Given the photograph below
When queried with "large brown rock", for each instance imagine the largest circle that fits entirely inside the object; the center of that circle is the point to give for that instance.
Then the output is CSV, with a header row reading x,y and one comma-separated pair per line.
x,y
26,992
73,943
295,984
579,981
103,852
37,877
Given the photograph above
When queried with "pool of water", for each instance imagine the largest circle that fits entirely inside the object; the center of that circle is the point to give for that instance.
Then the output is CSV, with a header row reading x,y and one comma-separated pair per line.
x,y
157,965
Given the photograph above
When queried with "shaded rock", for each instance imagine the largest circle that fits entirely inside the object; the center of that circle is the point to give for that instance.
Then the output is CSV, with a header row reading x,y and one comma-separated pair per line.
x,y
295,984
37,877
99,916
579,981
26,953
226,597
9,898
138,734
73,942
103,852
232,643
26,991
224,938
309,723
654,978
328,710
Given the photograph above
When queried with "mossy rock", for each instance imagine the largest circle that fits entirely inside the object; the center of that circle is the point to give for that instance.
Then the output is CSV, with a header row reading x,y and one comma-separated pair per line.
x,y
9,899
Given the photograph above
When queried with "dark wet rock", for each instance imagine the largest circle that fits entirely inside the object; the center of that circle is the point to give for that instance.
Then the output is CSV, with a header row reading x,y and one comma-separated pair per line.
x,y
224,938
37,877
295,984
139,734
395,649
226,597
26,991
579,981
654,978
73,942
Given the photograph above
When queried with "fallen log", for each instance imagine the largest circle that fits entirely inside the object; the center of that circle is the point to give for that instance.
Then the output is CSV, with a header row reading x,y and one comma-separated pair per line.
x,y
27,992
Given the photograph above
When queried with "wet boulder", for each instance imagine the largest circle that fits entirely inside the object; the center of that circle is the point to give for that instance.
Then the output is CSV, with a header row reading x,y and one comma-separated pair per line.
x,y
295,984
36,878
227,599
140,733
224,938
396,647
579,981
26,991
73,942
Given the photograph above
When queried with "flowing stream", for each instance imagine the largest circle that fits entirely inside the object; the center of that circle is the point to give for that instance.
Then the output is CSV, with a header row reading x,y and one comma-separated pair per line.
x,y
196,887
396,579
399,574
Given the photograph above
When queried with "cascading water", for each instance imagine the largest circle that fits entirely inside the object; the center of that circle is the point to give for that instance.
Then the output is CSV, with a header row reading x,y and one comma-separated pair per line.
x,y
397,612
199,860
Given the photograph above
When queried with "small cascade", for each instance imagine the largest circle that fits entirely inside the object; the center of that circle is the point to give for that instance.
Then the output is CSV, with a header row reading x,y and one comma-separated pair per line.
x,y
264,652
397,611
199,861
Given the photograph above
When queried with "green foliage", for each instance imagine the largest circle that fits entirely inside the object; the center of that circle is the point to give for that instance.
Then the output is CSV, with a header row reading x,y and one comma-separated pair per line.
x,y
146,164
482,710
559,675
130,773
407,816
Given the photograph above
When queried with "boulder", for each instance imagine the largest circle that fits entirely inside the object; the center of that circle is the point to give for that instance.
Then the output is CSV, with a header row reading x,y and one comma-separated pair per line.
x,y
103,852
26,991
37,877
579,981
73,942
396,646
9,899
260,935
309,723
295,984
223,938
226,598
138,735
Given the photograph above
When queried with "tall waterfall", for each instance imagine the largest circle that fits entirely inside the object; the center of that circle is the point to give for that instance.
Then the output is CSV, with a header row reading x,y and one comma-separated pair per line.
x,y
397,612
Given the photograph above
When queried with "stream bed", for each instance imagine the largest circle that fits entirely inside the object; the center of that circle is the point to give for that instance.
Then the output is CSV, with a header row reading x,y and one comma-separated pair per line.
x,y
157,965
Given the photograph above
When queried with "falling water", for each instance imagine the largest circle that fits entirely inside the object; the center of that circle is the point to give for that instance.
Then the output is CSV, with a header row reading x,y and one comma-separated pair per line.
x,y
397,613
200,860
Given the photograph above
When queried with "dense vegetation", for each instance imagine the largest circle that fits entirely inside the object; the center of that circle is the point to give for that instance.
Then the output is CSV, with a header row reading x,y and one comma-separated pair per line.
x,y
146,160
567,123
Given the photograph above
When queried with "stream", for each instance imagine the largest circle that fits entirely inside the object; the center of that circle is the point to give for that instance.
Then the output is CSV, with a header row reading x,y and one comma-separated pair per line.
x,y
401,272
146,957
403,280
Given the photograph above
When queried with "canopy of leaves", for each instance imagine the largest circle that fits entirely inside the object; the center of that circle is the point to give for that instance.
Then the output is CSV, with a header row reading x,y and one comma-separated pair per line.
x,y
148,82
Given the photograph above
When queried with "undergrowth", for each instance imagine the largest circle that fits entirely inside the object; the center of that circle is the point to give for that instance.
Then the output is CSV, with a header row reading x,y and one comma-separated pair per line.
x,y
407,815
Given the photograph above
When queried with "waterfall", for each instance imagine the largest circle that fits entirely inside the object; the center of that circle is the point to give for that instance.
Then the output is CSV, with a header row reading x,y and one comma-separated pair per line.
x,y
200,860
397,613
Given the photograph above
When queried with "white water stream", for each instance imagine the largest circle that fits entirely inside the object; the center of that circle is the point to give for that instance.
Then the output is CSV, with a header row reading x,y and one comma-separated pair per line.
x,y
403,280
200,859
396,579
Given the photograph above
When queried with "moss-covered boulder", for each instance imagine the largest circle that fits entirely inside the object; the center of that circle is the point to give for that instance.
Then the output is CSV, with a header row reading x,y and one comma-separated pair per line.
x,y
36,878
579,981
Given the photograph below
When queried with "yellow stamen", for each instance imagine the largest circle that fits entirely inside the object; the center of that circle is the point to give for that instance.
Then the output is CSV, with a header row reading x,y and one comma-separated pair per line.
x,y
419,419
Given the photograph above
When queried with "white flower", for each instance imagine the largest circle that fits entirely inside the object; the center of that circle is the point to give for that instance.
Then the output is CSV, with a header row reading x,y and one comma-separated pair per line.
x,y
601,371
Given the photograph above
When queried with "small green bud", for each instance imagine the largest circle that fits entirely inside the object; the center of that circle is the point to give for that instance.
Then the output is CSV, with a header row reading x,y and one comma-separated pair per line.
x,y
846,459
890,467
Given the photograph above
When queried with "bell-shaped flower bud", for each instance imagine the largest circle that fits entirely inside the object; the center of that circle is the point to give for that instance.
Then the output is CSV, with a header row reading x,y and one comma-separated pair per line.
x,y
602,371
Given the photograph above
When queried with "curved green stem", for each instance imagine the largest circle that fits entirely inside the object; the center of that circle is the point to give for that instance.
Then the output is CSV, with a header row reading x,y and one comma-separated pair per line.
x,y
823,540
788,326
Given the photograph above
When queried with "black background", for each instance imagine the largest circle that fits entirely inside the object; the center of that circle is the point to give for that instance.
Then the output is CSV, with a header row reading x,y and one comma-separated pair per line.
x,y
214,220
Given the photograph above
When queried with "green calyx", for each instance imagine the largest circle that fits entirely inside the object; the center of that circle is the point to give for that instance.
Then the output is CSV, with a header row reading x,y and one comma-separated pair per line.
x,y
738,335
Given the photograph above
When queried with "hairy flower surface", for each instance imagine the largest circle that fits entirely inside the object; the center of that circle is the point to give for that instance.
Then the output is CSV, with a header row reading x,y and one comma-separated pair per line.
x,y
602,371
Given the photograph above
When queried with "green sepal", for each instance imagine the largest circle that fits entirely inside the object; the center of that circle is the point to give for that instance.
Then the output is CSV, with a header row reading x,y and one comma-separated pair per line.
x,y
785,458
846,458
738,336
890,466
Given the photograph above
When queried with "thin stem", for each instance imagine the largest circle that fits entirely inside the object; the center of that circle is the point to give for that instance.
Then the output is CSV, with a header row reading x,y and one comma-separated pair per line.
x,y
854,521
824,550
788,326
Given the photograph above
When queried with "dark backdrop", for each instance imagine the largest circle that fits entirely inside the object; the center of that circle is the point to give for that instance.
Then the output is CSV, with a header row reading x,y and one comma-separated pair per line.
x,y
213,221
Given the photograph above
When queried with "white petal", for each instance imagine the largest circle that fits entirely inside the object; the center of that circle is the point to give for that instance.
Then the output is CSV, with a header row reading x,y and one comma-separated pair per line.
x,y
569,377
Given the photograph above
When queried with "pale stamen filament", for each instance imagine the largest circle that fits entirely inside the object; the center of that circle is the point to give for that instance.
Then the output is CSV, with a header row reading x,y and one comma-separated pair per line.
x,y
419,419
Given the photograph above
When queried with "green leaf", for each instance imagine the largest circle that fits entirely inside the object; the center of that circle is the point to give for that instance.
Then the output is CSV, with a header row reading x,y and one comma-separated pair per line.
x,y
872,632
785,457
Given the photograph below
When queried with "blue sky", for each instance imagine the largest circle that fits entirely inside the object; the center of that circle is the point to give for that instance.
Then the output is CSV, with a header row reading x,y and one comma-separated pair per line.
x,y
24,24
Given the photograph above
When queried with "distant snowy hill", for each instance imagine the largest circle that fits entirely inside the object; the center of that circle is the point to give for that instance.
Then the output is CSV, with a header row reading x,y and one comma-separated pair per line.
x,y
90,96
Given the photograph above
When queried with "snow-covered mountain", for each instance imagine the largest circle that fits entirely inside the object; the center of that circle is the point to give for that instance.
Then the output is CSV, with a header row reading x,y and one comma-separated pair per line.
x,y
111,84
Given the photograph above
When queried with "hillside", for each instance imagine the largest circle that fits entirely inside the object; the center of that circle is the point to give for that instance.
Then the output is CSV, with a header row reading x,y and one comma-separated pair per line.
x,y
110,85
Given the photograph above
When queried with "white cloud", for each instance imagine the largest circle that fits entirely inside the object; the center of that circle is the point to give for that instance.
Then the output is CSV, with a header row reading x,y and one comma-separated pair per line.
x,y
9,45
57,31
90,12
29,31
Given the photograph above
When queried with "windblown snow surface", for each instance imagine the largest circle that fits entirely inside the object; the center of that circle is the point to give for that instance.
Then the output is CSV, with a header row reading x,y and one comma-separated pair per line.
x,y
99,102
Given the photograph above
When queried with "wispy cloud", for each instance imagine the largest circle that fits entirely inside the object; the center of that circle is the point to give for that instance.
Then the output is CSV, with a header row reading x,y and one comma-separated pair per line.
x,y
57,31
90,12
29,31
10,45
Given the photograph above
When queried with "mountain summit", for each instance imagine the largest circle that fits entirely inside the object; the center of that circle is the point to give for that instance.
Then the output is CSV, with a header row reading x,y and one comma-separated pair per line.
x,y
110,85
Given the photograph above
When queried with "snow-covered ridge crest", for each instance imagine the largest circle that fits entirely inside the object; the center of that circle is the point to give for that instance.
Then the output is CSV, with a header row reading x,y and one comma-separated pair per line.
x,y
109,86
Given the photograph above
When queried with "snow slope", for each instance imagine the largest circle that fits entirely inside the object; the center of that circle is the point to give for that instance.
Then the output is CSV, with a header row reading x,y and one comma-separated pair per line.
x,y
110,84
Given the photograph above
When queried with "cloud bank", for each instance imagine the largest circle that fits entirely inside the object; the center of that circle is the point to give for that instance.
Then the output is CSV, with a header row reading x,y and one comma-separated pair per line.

+ + +

WHAT THE TASK ASKS: From the records above, copy out every line that contains the word "waterfall".

ANSWER FOR THIS EXERCISE:
When queried with "tall waterfall", for each instance imagine the largest circle that fits entirely inside the object; the center of that circle is the point to give for that instance.
When queried with "waterfall", for each instance imagine the largest circle that fits entirely inside the object; the center of that circle is the point to give for that instance.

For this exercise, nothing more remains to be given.